**Request**
Please arrange the stretch of the entries below, from the line containing "Each instance receives exactly one keypoint. Mark the mossy" through the end of the entries, as a numbered list, leaving out blank lines.

**Records to use**
◇ ◇ ◇ ◇ ◇ ◇ ◇
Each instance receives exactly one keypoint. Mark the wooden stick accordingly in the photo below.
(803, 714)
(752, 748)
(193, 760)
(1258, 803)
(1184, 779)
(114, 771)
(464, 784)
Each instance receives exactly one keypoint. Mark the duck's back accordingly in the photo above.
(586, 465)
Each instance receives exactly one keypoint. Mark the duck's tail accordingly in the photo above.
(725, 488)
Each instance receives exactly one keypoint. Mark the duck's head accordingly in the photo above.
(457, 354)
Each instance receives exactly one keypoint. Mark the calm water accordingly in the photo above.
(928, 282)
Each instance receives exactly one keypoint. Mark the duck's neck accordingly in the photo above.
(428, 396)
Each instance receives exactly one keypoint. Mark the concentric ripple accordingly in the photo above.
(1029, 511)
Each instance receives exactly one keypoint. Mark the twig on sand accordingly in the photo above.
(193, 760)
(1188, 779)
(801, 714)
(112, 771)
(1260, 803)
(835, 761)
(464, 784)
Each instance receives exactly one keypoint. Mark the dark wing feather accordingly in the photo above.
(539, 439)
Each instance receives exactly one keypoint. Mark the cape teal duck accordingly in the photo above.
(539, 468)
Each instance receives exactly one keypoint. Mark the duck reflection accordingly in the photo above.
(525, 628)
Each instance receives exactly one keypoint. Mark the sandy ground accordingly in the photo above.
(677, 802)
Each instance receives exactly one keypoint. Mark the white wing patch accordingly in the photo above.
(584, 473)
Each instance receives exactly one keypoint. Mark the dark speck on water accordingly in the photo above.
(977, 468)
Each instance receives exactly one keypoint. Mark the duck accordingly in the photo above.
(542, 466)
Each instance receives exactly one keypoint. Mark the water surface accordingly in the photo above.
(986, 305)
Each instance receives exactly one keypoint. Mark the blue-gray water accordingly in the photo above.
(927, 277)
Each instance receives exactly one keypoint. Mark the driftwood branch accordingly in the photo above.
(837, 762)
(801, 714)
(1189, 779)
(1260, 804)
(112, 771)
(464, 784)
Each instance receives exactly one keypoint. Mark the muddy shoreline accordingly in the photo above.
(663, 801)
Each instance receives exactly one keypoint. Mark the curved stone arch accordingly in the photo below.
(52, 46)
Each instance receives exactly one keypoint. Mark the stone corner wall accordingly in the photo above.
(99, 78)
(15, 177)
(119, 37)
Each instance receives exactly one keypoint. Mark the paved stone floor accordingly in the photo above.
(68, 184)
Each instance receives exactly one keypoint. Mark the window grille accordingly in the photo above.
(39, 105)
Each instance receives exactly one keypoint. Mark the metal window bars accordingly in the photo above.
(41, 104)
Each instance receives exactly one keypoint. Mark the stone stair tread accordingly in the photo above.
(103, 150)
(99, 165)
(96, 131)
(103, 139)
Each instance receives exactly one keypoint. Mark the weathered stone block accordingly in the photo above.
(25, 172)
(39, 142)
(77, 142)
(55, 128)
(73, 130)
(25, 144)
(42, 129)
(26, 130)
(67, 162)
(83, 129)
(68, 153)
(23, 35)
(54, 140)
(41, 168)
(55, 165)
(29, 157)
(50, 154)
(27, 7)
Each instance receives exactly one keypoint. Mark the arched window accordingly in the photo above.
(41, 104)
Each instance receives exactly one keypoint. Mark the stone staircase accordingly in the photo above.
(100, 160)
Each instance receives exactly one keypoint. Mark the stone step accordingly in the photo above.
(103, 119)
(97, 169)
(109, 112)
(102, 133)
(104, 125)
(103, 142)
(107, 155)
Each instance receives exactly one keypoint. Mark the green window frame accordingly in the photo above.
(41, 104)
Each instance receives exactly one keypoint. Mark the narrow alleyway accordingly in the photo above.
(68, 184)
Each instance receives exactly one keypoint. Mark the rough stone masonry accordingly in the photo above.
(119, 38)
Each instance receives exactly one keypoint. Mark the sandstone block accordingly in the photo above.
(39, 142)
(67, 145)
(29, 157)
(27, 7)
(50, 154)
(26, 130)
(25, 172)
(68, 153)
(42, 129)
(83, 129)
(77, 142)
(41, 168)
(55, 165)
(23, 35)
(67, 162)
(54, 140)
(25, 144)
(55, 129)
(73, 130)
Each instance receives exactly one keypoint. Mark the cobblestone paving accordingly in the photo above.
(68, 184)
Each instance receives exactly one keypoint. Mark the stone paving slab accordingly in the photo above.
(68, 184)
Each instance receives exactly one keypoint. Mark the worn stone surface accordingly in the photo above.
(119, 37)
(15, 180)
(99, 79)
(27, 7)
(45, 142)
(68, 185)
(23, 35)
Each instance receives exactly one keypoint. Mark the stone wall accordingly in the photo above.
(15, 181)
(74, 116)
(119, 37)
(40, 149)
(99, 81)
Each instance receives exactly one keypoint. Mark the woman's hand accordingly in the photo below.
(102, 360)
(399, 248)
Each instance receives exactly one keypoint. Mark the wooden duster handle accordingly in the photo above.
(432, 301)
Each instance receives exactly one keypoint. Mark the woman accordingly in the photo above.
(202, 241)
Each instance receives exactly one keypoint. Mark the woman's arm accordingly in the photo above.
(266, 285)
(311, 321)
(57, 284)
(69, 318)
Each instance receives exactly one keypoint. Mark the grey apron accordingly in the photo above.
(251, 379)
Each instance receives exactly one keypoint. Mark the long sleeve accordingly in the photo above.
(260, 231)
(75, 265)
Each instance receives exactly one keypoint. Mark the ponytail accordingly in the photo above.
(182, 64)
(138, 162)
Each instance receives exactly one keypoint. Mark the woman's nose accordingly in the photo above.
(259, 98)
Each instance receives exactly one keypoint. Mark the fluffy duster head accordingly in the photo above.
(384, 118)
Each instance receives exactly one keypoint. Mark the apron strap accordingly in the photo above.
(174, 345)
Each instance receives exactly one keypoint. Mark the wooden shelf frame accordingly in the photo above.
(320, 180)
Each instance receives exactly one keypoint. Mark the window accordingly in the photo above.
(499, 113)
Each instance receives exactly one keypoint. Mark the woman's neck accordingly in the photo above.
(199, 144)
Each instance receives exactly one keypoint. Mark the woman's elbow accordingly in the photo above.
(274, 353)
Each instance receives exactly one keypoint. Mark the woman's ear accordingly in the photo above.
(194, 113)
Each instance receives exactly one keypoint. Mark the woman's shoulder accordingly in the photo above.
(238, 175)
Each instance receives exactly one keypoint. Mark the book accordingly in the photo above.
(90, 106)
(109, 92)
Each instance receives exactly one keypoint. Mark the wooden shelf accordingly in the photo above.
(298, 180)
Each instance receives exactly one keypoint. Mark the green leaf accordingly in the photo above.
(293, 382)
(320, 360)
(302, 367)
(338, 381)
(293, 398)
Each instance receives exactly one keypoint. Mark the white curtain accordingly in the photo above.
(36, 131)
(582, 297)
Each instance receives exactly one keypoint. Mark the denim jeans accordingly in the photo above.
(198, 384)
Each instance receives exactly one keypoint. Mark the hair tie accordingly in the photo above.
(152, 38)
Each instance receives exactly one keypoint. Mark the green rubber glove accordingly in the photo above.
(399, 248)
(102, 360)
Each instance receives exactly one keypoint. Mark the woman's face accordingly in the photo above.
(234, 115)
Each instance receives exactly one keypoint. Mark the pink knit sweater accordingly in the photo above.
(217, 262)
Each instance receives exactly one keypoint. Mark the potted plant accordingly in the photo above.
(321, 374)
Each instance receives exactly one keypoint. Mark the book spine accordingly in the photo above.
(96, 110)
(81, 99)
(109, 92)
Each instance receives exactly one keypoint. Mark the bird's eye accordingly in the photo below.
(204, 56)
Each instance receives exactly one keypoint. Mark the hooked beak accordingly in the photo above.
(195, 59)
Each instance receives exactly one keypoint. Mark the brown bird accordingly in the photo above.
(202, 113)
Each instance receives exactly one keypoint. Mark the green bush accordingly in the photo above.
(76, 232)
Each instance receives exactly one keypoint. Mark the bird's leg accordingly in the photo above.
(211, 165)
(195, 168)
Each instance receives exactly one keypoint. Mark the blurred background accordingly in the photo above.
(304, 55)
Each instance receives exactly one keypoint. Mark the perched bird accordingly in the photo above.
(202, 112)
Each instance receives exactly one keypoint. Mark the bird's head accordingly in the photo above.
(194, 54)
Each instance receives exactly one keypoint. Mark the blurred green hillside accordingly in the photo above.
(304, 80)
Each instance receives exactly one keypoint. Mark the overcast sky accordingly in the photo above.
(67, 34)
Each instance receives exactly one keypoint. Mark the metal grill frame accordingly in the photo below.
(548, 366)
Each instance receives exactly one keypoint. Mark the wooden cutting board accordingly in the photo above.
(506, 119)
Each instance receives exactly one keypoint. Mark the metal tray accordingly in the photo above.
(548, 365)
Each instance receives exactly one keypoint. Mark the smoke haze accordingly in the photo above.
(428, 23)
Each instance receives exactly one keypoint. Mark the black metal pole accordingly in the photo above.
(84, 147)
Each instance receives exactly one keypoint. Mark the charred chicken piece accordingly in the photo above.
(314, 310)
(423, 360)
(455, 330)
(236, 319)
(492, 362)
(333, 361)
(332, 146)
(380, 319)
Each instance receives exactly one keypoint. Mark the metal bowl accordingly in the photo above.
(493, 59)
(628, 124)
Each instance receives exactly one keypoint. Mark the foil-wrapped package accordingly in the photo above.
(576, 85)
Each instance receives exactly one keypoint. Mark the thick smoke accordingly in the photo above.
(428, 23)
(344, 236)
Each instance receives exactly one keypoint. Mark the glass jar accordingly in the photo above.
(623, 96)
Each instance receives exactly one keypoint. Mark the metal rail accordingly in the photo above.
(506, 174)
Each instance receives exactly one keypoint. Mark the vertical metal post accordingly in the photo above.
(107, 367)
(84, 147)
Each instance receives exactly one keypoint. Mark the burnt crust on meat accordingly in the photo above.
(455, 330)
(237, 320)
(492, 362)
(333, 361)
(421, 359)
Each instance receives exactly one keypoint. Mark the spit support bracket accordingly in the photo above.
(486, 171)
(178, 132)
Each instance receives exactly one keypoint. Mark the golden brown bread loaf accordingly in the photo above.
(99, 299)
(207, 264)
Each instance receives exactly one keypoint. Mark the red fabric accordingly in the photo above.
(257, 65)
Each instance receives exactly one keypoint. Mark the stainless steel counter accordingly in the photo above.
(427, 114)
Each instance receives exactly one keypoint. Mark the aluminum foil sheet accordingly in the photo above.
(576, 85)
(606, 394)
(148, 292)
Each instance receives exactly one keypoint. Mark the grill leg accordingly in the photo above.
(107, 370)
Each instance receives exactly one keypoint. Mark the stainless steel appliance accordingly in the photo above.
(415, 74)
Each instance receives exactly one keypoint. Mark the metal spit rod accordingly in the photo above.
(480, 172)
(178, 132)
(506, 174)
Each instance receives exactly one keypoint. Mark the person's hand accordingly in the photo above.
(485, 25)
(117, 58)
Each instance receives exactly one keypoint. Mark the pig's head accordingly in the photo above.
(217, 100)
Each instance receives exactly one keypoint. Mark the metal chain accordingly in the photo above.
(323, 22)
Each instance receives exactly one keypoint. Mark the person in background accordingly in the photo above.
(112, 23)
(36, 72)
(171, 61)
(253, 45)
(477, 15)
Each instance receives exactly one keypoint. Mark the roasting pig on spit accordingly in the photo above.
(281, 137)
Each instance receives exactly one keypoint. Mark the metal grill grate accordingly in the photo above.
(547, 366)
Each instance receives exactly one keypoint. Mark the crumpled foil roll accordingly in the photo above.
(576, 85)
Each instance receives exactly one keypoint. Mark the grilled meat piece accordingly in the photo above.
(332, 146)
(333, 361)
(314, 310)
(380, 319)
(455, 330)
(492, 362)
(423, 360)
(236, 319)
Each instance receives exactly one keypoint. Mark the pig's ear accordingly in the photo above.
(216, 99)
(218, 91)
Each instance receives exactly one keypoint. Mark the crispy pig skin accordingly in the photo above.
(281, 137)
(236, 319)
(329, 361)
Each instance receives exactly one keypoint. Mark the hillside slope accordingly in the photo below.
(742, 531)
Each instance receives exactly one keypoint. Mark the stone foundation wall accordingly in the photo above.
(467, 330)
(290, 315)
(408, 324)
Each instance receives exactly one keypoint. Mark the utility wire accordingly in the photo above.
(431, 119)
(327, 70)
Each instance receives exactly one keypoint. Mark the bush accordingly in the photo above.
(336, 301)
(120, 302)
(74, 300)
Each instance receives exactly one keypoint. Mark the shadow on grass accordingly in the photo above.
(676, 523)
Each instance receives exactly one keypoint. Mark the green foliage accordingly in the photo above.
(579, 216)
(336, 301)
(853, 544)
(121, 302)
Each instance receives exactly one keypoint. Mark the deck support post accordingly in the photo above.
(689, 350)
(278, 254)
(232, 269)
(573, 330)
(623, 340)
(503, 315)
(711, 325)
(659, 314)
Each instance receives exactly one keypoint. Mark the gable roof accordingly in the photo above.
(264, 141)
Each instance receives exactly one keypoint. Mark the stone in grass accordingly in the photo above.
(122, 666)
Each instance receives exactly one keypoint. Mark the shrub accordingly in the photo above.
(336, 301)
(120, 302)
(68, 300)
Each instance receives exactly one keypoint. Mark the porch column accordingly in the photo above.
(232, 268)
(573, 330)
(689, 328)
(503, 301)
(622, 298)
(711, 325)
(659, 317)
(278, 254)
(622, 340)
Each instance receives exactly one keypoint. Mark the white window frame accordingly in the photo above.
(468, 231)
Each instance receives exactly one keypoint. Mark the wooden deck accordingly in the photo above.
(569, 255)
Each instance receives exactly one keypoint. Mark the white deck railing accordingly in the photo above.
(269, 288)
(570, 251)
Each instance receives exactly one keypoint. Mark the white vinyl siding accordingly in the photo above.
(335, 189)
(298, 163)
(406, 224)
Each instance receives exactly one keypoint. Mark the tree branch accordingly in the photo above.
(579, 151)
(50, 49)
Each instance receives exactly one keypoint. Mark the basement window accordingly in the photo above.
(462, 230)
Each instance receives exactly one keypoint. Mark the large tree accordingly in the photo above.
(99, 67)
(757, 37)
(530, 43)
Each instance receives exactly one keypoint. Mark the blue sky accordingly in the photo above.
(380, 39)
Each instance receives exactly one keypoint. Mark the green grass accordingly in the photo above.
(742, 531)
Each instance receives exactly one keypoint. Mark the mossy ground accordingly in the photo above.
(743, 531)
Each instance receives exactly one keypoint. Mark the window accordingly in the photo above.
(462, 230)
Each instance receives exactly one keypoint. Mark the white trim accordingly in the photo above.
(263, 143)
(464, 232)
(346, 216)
◇ ◇ ◇ ◇ ◇ ◇ ◇
**Finished task**
1. Each instance receives exactly one keypoint. Mark the mossy ground accordingly in the photo above.
2. (743, 531)
3. Each instance receives exactly one keypoint. Mark the window accordingly in the photo above.
4. (462, 230)
5. Each instance receives exactly one keypoint. Mark the white trim accordingly in the photo above.
6. (263, 143)
7. (464, 232)
8. (346, 216)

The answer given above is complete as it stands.